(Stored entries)
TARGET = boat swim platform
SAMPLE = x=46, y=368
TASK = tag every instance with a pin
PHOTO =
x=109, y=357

* * *

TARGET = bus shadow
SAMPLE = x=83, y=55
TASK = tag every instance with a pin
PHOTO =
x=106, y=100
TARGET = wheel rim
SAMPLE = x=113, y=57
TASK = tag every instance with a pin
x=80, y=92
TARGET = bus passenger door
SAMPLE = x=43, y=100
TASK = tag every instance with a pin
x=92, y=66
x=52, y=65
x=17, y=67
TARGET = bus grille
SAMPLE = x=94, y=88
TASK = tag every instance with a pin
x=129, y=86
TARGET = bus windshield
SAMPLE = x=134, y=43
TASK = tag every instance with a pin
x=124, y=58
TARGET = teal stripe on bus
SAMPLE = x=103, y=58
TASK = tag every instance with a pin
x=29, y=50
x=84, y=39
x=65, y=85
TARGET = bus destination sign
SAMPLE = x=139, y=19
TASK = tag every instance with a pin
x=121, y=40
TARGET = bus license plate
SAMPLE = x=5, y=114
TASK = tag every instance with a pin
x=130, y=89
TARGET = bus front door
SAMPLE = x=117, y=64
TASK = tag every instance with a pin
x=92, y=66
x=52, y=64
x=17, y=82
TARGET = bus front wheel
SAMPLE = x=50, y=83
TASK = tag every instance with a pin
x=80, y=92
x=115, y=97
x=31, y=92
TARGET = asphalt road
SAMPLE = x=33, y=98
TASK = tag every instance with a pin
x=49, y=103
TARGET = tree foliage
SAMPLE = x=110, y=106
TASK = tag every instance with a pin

● **Exercise**: Repeat the lines of the items above word for word, starting at the line that contains "TARGET = wheel rim" and stopping after the line that contains "x=129, y=86".

● **The response**:
TARGET = wheel rim
SAMPLE = x=113, y=57
TASK = tag every instance with a pin
x=80, y=92
TARGET = bus passenger door
SAMPLE = x=43, y=100
TASK = tag every instance with a pin
x=92, y=66
x=52, y=65
x=17, y=67
TARGET = bus grille
SAMPLE = x=94, y=88
TASK = tag every instance with a pin
x=129, y=86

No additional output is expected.